___ DATASET

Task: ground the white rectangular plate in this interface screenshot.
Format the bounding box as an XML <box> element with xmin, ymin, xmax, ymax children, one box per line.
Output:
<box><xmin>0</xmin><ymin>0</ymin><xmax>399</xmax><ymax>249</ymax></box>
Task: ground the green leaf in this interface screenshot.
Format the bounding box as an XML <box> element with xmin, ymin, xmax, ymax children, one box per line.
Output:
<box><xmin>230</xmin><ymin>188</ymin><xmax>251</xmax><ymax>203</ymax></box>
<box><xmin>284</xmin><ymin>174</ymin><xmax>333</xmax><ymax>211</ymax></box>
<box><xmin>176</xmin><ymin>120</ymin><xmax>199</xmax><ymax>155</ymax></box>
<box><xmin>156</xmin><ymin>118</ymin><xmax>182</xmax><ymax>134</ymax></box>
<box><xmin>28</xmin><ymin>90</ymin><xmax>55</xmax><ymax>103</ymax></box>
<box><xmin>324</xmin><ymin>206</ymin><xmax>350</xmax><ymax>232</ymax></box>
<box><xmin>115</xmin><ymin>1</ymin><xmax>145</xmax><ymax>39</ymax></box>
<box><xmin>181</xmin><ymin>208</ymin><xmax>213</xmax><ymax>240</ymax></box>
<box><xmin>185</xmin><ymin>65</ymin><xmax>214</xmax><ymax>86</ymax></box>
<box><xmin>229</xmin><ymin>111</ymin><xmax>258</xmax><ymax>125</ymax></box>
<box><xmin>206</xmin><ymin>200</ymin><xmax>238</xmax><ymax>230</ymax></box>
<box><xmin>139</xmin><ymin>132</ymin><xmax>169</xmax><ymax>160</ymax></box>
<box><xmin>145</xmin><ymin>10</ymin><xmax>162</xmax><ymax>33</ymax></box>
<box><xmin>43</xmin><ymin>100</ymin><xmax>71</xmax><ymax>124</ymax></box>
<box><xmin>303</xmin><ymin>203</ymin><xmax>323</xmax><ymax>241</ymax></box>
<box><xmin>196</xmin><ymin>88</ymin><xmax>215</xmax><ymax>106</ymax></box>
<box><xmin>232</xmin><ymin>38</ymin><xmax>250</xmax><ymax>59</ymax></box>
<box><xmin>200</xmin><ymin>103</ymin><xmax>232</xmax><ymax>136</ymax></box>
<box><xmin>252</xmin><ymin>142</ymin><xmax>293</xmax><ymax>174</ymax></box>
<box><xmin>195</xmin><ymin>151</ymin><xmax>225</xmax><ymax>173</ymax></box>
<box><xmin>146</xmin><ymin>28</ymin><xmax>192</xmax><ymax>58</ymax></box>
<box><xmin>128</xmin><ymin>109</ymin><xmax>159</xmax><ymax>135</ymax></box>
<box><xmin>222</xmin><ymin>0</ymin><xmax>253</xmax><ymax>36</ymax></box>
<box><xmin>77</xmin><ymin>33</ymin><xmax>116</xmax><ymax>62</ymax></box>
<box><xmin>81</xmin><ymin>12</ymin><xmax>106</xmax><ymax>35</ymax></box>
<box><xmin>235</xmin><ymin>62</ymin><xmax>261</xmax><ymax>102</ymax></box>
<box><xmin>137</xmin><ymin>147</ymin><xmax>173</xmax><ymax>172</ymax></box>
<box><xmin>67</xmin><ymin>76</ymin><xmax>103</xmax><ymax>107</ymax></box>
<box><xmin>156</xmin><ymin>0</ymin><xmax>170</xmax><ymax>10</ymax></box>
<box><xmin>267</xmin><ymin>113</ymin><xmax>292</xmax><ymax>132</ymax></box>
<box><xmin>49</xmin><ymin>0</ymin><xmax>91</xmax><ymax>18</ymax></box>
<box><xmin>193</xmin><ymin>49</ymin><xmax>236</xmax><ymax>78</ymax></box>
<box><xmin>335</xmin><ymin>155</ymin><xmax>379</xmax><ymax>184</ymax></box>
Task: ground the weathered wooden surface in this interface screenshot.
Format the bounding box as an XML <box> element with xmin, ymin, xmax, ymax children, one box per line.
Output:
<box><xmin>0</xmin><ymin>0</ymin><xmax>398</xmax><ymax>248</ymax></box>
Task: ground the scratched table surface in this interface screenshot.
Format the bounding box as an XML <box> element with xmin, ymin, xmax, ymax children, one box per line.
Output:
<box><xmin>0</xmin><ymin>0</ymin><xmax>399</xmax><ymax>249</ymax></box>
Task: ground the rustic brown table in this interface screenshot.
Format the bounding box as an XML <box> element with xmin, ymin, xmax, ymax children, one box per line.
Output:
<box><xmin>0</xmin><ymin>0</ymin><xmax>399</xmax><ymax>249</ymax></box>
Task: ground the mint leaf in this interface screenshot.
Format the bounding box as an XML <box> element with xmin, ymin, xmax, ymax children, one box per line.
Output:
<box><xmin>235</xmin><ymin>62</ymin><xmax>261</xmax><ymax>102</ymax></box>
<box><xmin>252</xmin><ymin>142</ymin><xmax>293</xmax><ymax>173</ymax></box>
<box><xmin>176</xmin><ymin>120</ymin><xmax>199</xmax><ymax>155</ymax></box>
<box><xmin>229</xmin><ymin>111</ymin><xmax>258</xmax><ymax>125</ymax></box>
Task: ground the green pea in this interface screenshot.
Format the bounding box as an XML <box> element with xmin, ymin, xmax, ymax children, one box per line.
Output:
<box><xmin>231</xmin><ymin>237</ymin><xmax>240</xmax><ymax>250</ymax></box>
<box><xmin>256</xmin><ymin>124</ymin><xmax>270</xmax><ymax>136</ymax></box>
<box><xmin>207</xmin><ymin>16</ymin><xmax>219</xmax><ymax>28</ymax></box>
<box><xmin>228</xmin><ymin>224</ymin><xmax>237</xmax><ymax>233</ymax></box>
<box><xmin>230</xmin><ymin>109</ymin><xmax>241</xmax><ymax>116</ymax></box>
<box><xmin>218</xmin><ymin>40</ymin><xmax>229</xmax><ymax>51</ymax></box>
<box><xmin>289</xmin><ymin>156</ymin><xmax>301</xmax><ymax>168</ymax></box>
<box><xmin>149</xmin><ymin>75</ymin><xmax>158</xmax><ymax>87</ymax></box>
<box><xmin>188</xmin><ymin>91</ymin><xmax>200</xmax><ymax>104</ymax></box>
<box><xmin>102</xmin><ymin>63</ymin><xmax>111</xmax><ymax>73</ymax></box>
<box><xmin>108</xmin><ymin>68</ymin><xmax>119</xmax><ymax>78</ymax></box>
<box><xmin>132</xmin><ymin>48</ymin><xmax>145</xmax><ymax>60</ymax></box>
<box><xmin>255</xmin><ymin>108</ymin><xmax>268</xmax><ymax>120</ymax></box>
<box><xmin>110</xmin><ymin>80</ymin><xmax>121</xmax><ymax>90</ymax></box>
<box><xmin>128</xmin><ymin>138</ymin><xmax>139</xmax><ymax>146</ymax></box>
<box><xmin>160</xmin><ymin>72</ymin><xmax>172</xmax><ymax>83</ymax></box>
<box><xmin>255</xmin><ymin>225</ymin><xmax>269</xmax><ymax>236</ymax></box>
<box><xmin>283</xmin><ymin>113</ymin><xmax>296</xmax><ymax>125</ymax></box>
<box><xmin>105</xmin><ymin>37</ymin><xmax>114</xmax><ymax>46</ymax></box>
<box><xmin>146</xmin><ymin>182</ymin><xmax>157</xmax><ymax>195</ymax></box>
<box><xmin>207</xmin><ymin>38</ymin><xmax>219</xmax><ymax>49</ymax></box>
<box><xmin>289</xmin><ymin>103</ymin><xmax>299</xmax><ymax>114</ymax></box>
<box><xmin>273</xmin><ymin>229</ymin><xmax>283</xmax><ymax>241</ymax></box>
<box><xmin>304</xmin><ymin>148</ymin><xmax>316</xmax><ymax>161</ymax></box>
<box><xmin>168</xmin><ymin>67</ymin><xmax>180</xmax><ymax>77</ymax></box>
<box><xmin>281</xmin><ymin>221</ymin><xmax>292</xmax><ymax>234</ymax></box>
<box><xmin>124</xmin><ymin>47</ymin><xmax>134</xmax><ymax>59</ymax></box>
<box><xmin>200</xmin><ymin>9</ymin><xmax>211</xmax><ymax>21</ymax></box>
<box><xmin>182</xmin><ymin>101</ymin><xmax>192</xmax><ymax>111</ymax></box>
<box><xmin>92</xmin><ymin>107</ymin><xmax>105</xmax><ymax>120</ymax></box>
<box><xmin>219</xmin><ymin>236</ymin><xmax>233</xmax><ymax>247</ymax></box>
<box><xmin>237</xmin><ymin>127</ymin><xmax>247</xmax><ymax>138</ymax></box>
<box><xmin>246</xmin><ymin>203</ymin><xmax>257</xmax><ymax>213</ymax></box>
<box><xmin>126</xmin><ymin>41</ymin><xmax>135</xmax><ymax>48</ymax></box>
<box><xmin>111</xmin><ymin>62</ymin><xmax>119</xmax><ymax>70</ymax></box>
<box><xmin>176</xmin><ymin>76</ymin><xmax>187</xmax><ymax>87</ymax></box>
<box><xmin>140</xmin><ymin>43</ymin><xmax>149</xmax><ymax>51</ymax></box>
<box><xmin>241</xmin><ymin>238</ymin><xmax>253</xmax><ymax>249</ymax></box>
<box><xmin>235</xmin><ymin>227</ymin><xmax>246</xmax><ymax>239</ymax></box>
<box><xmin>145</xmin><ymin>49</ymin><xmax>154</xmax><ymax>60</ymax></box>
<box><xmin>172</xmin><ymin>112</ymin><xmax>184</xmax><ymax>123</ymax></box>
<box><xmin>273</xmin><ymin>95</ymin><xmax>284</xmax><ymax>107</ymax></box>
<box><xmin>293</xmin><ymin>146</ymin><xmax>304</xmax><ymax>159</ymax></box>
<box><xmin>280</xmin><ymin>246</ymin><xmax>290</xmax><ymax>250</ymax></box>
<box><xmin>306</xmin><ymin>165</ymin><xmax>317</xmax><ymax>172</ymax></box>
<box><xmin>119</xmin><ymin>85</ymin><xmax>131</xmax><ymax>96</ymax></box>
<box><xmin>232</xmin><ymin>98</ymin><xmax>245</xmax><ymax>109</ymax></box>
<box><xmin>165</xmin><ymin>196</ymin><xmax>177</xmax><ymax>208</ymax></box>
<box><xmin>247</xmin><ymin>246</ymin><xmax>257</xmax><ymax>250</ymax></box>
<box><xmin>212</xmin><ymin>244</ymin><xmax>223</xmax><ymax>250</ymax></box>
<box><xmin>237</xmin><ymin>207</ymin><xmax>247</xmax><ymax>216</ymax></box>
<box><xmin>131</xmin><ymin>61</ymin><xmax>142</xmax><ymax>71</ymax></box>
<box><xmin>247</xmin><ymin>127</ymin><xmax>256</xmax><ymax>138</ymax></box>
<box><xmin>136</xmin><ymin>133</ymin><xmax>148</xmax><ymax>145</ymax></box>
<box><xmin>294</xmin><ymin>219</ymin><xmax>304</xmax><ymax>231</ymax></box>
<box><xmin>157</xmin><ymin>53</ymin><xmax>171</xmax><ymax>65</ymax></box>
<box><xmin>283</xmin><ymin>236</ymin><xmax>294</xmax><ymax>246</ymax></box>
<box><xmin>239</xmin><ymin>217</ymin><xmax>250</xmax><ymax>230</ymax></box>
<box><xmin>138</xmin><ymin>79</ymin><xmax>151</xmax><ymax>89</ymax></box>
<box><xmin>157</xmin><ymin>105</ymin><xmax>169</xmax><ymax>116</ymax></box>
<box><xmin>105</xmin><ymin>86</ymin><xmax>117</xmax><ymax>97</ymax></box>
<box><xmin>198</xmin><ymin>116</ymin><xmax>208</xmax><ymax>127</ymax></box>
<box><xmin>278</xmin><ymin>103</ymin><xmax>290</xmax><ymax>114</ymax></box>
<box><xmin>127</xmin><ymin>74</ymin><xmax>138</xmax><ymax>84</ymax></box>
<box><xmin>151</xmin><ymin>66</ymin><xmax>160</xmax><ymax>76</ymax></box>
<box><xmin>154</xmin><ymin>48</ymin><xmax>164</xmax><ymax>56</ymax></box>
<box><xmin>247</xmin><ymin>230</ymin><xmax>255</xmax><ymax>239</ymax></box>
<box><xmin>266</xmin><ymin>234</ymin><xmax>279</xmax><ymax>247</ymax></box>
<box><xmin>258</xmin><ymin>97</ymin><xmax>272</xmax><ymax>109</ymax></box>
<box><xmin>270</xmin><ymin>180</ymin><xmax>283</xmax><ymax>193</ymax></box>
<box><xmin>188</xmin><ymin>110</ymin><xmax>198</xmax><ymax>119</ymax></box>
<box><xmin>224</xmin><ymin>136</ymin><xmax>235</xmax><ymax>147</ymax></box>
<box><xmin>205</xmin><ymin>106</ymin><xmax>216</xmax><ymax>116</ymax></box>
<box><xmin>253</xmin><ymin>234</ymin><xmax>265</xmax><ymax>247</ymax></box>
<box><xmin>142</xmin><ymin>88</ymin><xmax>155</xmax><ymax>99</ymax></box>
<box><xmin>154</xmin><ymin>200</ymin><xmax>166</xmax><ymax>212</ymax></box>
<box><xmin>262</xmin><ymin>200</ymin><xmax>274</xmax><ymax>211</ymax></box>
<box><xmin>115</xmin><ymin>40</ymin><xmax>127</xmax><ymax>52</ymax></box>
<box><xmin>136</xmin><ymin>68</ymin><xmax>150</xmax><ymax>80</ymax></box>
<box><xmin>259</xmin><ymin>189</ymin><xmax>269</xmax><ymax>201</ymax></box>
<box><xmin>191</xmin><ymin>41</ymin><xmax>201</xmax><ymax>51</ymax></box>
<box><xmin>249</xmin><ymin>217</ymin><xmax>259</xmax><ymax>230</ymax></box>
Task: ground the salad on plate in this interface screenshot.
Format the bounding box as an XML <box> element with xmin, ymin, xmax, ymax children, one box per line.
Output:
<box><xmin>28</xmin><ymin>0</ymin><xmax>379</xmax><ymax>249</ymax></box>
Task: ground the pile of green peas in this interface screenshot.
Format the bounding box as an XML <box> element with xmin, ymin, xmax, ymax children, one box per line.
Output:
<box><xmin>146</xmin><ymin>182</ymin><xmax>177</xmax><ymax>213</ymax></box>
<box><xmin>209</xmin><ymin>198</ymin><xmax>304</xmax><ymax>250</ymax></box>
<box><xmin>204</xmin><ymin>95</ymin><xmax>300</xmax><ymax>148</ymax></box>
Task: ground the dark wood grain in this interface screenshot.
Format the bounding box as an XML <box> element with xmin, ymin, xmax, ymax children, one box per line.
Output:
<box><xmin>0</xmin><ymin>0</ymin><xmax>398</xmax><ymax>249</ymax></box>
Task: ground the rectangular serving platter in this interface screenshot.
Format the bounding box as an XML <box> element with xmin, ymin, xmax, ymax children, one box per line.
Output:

______

EXERCISE: Look through the entries for the string "rectangular". Every line that has it belongs in the answer.

THE COMPLETED TASK:
Task: ground the white rectangular plate in this interface screenshot.
Task: ground the rectangular serving platter in this interface screenshot.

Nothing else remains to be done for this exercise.